Aufgabenstellung 1 → Nenne alle Zeitangaben, mit denen der Auszug zur Finanzmarktkrise die vier Erschütterungswellen nach dem Platzen der Immobilienblase datiert.
Aufgabenstellung 2 → Wähle aus den Zeilen jede aus, in der das Wort „orange“ vorkommt, und übernimm sie unverändert.

Ausgewählter Auszug →

Leider sind diese von mir damals beschriebenen Risiken eingetreten. Diese ernste globale Finanzmarktkrise wird tiefe Spuren hinterlassen. Sie wird das Weltfinanzsystem tief greifend umwälzen. Niemand sollte sich täuschen: Die Welt wird nicht wieder so werden wie vor dieser Krise. Wir müssen uns in nächster Zeit weltweit auf niedrigere Wachstumsraten und - zeitlich verschoben – eine ungünstigere Entwicklung auf den Arbeitsmärkten einstellen.

Die Fernwirkungen der Krise sind derzeit nicht absehbar. Eines scheint mir aber wahrscheinlich: Die USA werden ihren Status als Supermacht des Weltfinanzsystems verlieren. Das Weltfinanzsystem wird multipolarer.

In der neuen Finanzmarktwelt werden Staatsfonds und Handelsbanken aus Asien oder dem Nahen Osten ebenso ihren Anteil haben wie europäische Banken mit ihrem Universalbankenmodell – ein Modell, das sich übrigens dem amerikanischen Trennbankenmodell gerade jetzt als überlegen erwiesen hat.

Meine Damen und Herren,

seit dem Platzen der Immobilienblase in den USA sind vier Erschütterungswellen durch das Weltfinanzsystem gerollt:

Im Juli/August 2007 kam es ausgehend von der US-Subprime-Krise zu massiven Verlusten bei Bear Stearns und Northern Rock. Gleichzeitig mussten wir in Deutschland Rettungsaktionen für die IKB und die Sachsen LB organisiert mit dem Ziel, einen weitergehenden Schaden für den Finanzplatz Deutschland zu vermeiden. Das ist uns gelungen.

Ende 2007 melden US-Banken Milliardenabschreibungen. Zugleich ergeben sich ernste Liquiditätsengpässe für Banken, worauf Staatsfonds als Kapitalgeber einspringen.

Im März 2008 rettet die amerikanische FED Bear Stearns nach den größten Marktpreisverlusten, die es je in einem Monat gab.

Und in diesem schwarzen September geht schließlich die viertgrößte amerikanische Investmentbank, die über 150 Jahre alte Bank Lehman Brothers, in Insolvenz. Wenige Tage später wird der zweitgrößte Versicherer der Welt, die US-amerikanische AIG, mit 85 Mrd. US-$ ebenso quasi-verstaatlicht wie die US- Hypothekenfinanzierer Fannie Mae und Freddie Mac mit 200 Mrd. US-$. Als das alles nicht reicht, legt die US-Regierung das größte Rettungsprogramm in der Geschichte der internationalen Finanzmärkte auf – mit einem
unglaublichen Volumen von 700 Mrd. US-$!

Zeilen aus einem Set zur Punktbeschriftung:
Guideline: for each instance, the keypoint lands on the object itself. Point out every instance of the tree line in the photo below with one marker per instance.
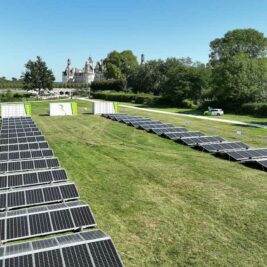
(235, 74)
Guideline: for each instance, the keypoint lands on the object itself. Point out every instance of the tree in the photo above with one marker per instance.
(185, 82)
(112, 71)
(238, 80)
(118, 65)
(37, 75)
(238, 67)
(147, 77)
(246, 41)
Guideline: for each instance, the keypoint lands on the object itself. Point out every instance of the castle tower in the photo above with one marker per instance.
(142, 59)
(67, 74)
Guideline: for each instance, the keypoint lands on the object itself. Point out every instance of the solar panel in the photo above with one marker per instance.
(122, 119)
(23, 134)
(136, 121)
(140, 124)
(32, 178)
(193, 141)
(38, 195)
(157, 126)
(178, 135)
(19, 130)
(161, 131)
(88, 249)
(223, 146)
(259, 163)
(19, 140)
(40, 153)
(41, 220)
(246, 154)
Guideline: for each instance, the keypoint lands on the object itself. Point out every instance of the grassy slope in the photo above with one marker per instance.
(243, 118)
(164, 204)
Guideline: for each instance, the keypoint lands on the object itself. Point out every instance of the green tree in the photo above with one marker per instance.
(238, 80)
(238, 67)
(247, 41)
(112, 72)
(37, 75)
(185, 82)
(119, 64)
(147, 77)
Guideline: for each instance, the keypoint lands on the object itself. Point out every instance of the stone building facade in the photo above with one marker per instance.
(85, 75)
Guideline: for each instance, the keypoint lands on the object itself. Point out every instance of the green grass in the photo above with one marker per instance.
(164, 204)
(242, 118)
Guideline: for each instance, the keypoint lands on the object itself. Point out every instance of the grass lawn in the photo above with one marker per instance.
(243, 118)
(164, 204)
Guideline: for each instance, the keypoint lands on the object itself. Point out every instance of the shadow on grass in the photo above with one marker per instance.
(259, 122)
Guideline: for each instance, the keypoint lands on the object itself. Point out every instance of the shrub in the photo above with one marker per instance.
(187, 103)
(108, 85)
(128, 97)
(258, 109)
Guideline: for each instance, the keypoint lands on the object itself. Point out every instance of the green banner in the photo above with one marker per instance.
(28, 109)
(116, 107)
(74, 108)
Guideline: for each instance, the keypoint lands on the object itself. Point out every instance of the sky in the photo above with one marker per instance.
(57, 30)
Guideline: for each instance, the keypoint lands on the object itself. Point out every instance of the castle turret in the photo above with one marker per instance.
(142, 59)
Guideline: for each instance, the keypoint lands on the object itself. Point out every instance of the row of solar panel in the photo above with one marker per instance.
(23, 146)
(27, 154)
(22, 134)
(16, 140)
(44, 220)
(213, 144)
(88, 249)
(32, 178)
(26, 165)
(18, 125)
(22, 118)
(21, 130)
(39, 195)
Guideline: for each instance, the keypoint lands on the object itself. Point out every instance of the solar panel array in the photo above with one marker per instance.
(36, 199)
(92, 248)
(237, 151)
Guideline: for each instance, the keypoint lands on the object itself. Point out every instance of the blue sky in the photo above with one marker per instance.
(61, 29)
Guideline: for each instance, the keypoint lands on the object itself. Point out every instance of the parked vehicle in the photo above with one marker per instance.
(214, 112)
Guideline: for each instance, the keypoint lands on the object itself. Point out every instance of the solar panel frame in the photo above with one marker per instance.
(157, 126)
(21, 140)
(26, 154)
(138, 125)
(31, 178)
(66, 244)
(248, 154)
(161, 131)
(178, 135)
(17, 222)
(224, 146)
(28, 196)
(195, 141)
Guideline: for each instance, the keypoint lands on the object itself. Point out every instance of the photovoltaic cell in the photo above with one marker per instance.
(193, 141)
(92, 248)
(24, 223)
(224, 146)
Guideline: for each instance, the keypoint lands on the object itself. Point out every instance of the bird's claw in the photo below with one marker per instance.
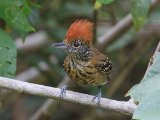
(63, 91)
(98, 97)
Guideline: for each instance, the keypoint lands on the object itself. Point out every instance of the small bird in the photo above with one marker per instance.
(84, 64)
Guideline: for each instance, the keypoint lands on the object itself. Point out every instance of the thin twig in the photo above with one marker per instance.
(74, 97)
(47, 109)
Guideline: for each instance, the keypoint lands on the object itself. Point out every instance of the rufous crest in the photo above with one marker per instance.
(80, 29)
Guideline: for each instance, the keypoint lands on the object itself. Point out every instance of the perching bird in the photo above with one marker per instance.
(85, 65)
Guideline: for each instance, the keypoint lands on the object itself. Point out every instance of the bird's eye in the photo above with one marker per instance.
(76, 44)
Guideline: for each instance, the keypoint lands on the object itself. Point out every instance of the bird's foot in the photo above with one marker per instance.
(97, 97)
(63, 91)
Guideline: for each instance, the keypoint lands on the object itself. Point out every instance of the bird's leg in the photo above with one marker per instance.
(64, 88)
(63, 91)
(98, 96)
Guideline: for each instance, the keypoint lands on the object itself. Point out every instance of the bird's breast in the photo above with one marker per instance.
(83, 73)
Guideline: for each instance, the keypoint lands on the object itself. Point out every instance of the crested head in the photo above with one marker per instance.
(80, 30)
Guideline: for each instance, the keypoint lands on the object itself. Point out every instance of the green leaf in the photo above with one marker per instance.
(14, 13)
(8, 55)
(149, 84)
(106, 2)
(139, 11)
(149, 108)
(122, 42)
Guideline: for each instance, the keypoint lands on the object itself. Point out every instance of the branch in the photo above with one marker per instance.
(74, 97)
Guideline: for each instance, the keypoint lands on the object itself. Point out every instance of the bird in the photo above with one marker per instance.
(84, 64)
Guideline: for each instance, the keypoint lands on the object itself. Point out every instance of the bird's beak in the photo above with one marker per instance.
(60, 45)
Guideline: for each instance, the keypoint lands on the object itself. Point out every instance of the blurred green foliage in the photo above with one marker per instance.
(17, 18)
(8, 55)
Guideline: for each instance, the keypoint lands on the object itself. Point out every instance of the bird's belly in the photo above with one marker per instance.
(85, 76)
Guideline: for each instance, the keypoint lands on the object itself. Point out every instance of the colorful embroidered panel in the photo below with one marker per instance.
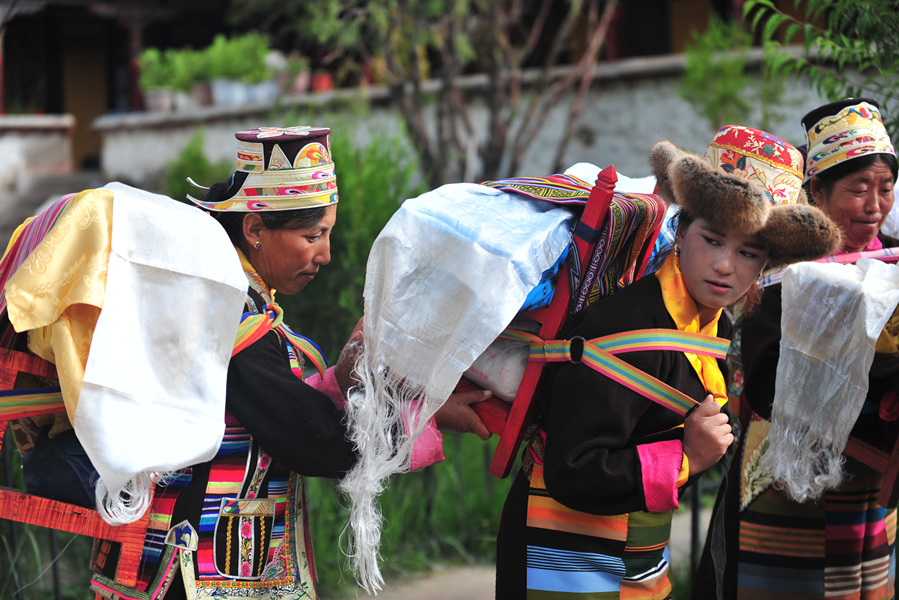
(623, 250)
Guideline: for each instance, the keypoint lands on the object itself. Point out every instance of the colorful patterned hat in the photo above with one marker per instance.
(287, 168)
(759, 158)
(748, 182)
(844, 130)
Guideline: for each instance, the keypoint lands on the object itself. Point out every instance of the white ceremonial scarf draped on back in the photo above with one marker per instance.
(153, 398)
(832, 317)
(446, 275)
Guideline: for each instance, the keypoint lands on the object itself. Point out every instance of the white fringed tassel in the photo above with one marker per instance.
(130, 504)
(800, 463)
(377, 412)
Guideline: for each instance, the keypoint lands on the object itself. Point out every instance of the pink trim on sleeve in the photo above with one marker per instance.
(661, 465)
(328, 385)
(428, 448)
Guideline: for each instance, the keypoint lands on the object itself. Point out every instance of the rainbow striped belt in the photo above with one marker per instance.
(599, 354)
(253, 327)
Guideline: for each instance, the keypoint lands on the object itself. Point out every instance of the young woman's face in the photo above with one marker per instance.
(718, 268)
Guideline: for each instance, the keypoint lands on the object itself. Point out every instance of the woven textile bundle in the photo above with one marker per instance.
(444, 278)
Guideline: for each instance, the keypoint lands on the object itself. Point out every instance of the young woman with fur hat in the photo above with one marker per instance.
(590, 512)
(841, 545)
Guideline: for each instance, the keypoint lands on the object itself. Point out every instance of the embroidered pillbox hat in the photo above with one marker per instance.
(748, 182)
(287, 168)
(844, 130)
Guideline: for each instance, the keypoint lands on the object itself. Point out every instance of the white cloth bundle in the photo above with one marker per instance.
(832, 317)
(154, 383)
(500, 368)
(444, 278)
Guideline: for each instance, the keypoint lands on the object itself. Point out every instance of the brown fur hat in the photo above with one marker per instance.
(753, 187)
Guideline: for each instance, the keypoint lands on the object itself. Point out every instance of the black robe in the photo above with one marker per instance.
(594, 424)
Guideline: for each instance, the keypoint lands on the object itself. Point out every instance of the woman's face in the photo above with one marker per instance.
(288, 259)
(718, 267)
(858, 203)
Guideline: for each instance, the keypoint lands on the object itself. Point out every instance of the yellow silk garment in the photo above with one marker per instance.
(683, 310)
(57, 293)
(888, 342)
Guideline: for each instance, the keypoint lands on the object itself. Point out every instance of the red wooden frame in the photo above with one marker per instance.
(511, 422)
(19, 506)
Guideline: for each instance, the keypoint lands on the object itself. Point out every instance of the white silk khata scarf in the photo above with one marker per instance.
(446, 275)
(832, 317)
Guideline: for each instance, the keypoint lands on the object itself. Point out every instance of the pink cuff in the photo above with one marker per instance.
(328, 385)
(428, 448)
(661, 465)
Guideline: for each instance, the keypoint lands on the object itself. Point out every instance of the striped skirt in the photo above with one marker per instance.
(572, 554)
(841, 547)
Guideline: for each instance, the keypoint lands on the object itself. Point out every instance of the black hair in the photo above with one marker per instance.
(232, 222)
(829, 177)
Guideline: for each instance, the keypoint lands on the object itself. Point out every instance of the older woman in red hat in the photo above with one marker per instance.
(841, 544)
(237, 525)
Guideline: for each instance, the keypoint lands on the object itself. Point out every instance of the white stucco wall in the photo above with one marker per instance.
(34, 146)
(633, 104)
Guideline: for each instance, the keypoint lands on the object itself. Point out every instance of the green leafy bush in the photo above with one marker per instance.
(372, 183)
(192, 162)
(241, 58)
(155, 70)
(850, 48)
(715, 78)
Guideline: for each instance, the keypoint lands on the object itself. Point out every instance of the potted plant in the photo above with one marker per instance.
(155, 81)
(234, 65)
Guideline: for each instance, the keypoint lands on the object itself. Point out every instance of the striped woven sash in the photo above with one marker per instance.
(599, 354)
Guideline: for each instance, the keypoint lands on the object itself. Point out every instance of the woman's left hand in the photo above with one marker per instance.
(457, 416)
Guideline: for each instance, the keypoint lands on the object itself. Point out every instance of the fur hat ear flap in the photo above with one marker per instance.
(798, 232)
(727, 202)
(662, 156)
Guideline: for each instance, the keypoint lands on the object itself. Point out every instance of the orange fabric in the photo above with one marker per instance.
(683, 310)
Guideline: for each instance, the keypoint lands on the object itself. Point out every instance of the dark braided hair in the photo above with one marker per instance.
(232, 222)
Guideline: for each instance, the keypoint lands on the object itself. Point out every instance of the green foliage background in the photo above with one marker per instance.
(855, 53)
(192, 162)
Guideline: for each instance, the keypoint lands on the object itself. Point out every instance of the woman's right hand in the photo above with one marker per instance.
(707, 435)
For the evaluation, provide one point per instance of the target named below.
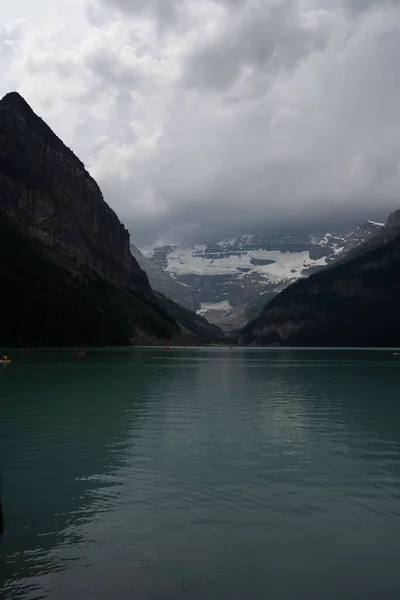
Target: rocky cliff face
(50, 196)
(67, 273)
(352, 304)
(161, 281)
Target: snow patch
(377, 224)
(223, 306)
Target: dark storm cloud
(265, 39)
(202, 120)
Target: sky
(204, 119)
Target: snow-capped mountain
(233, 279)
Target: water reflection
(202, 473)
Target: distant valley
(230, 281)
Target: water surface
(201, 474)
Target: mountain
(231, 280)
(161, 281)
(67, 273)
(191, 324)
(354, 303)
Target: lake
(207, 473)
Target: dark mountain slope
(66, 272)
(192, 324)
(356, 303)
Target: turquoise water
(201, 474)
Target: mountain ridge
(66, 268)
(352, 303)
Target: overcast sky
(201, 119)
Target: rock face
(65, 265)
(232, 280)
(50, 196)
(161, 281)
(354, 303)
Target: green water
(201, 474)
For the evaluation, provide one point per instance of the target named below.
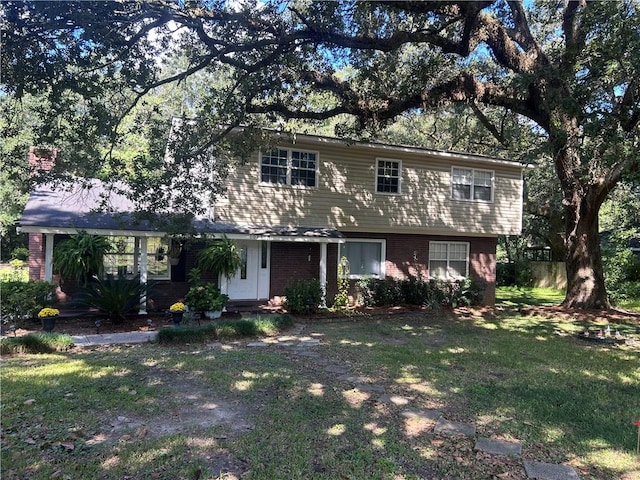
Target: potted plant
(81, 257)
(177, 312)
(217, 302)
(206, 298)
(48, 317)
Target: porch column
(48, 257)
(143, 274)
(36, 256)
(323, 273)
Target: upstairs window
(388, 176)
(472, 184)
(448, 260)
(125, 258)
(289, 167)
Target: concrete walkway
(111, 338)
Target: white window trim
(375, 179)
(473, 171)
(383, 256)
(289, 168)
(137, 254)
(467, 260)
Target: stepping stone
(422, 414)
(454, 428)
(352, 379)
(287, 339)
(549, 471)
(306, 353)
(365, 387)
(498, 447)
(395, 399)
(337, 369)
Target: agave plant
(114, 296)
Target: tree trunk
(585, 275)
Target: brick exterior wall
(293, 261)
(406, 255)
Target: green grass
(225, 329)
(514, 377)
(631, 305)
(513, 296)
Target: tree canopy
(567, 73)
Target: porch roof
(78, 207)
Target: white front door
(251, 281)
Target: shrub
(303, 296)
(414, 291)
(23, 300)
(36, 343)
(81, 257)
(113, 296)
(17, 273)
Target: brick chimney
(42, 159)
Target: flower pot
(48, 323)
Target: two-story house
(295, 210)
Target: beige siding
(345, 198)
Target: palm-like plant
(81, 256)
(113, 296)
(222, 257)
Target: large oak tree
(568, 72)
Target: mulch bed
(85, 324)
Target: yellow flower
(48, 312)
(177, 307)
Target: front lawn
(230, 410)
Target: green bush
(414, 291)
(23, 300)
(36, 343)
(621, 267)
(20, 253)
(113, 296)
(225, 329)
(303, 296)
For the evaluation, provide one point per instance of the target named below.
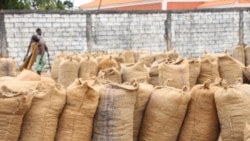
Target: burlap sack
(7, 67)
(47, 80)
(16, 85)
(107, 62)
(76, 57)
(177, 72)
(14, 104)
(115, 112)
(247, 55)
(28, 75)
(160, 56)
(40, 121)
(139, 53)
(100, 57)
(111, 74)
(88, 67)
(230, 69)
(55, 66)
(128, 56)
(194, 71)
(76, 120)
(154, 72)
(201, 122)
(247, 132)
(172, 55)
(209, 70)
(119, 59)
(233, 104)
(148, 59)
(164, 114)
(136, 71)
(7, 78)
(238, 53)
(68, 72)
(142, 98)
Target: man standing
(37, 51)
(41, 57)
(39, 35)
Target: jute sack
(28, 75)
(164, 114)
(76, 120)
(136, 71)
(119, 59)
(142, 98)
(194, 71)
(247, 132)
(128, 56)
(47, 80)
(139, 53)
(76, 57)
(55, 66)
(7, 67)
(7, 78)
(107, 62)
(230, 69)
(114, 117)
(40, 121)
(14, 104)
(209, 70)
(88, 67)
(247, 55)
(233, 103)
(160, 56)
(16, 85)
(111, 74)
(172, 55)
(201, 122)
(148, 59)
(154, 72)
(178, 72)
(68, 72)
(238, 53)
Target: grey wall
(190, 33)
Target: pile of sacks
(103, 97)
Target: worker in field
(41, 57)
(37, 46)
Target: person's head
(35, 38)
(39, 31)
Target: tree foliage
(35, 4)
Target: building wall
(183, 5)
(154, 6)
(190, 33)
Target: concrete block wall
(62, 32)
(193, 33)
(126, 31)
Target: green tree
(36, 4)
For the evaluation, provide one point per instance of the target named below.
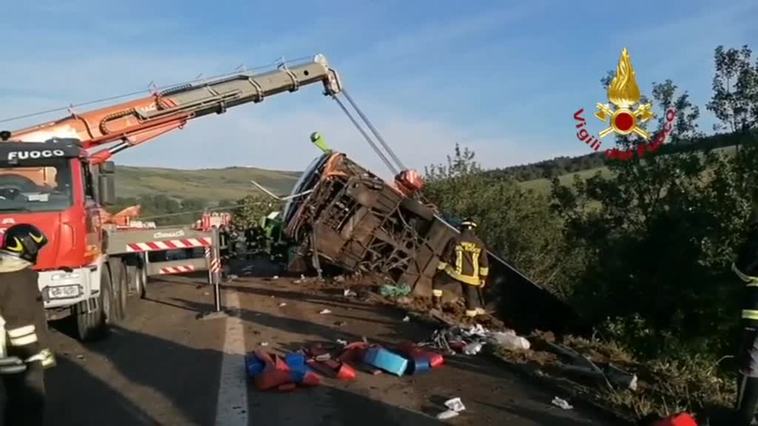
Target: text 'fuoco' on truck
(57, 176)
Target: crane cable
(366, 136)
(374, 131)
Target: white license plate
(63, 291)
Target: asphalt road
(164, 366)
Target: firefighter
(746, 268)
(464, 261)
(23, 352)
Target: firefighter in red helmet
(23, 352)
(464, 261)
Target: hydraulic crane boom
(137, 121)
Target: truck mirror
(106, 190)
(108, 167)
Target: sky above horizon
(500, 77)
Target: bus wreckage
(343, 215)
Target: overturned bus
(344, 215)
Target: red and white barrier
(168, 244)
(182, 269)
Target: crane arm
(137, 121)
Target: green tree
(735, 89)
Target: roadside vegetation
(641, 248)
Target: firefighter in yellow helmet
(464, 261)
(23, 352)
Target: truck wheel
(120, 290)
(416, 208)
(94, 325)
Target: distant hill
(209, 185)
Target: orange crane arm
(137, 121)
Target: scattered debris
(447, 414)
(562, 403)
(455, 404)
(455, 407)
(393, 291)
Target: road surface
(164, 366)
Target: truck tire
(413, 206)
(93, 325)
(120, 290)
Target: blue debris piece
(388, 361)
(298, 369)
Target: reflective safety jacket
(465, 259)
(22, 323)
(746, 268)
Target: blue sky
(501, 77)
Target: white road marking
(231, 407)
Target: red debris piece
(681, 419)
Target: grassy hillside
(231, 183)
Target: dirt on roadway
(164, 366)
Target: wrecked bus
(344, 215)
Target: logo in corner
(624, 115)
(624, 94)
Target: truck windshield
(32, 186)
(306, 179)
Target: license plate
(63, 291)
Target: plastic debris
(562, 403)
(455, 404)
(394, 291)
(508, 340)
(473, 348)
(447, 414)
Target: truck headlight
(62, 292)
(65, 276)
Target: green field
(210, 185)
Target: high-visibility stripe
(21, 331)
(749, 280)
(23, 341)
(468, 279)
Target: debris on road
(454, 408)
(394, 291)
(562, 403)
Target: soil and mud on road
(165, 366)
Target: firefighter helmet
(23, 241)
(468, 223)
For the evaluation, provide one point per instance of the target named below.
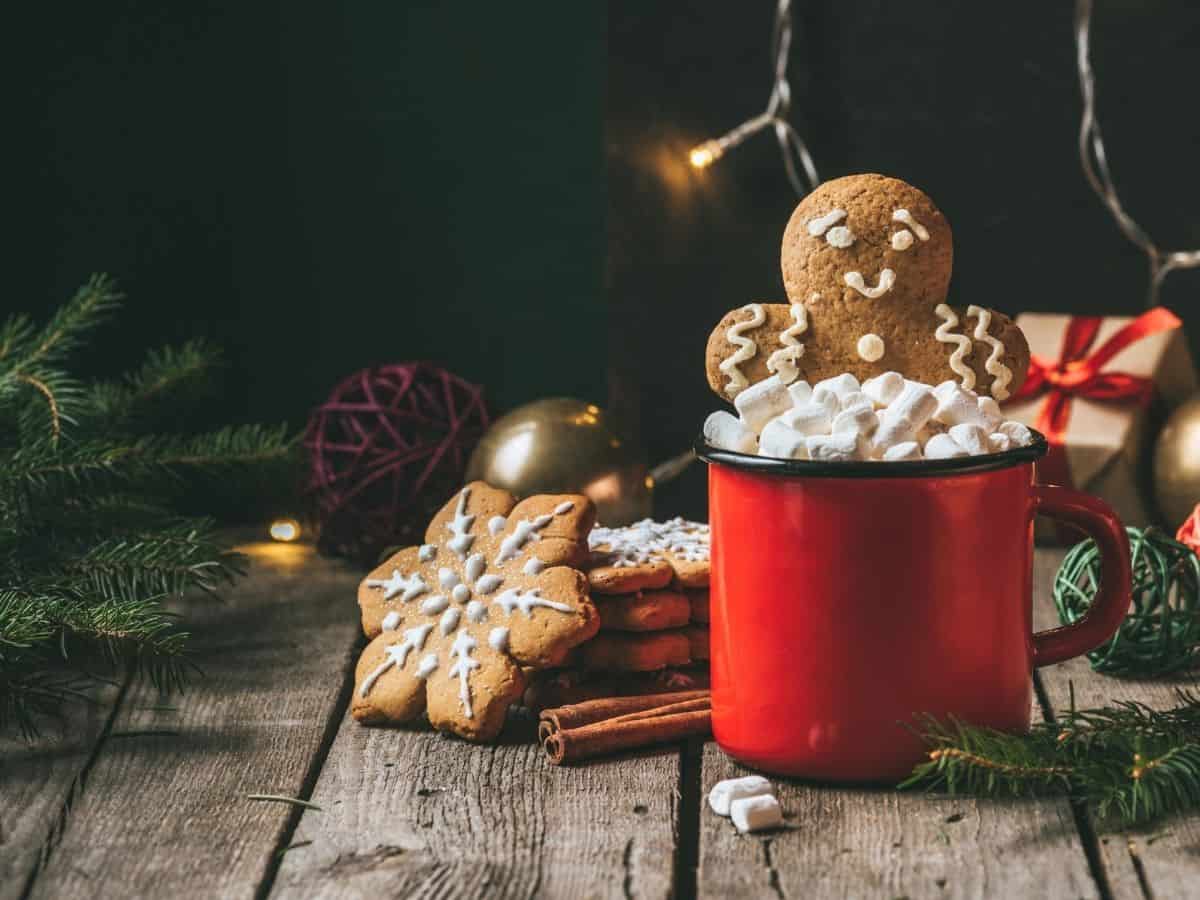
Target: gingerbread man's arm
(945, 343)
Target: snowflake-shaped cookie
(455, 621)
(648, 555)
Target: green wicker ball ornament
(1162, 631)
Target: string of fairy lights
(779, 105)
(1096, 167)
(1092, 155)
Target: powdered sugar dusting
(647, 540)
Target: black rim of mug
(900, 468)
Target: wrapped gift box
(1108, 443)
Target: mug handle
(1111, 601)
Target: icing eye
(905, 217)
(821, 225)
(840, 237)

Lösung 1 → Juli/August 2007; Ende 2007; März 2008; in diesem schwarzen September

Lösung 2 →
Guideline: for each instance, the keypoint lands on the object itself. Point out every instance of the orange fabric in the photo above with one marker per instance.
Target: orange crane arm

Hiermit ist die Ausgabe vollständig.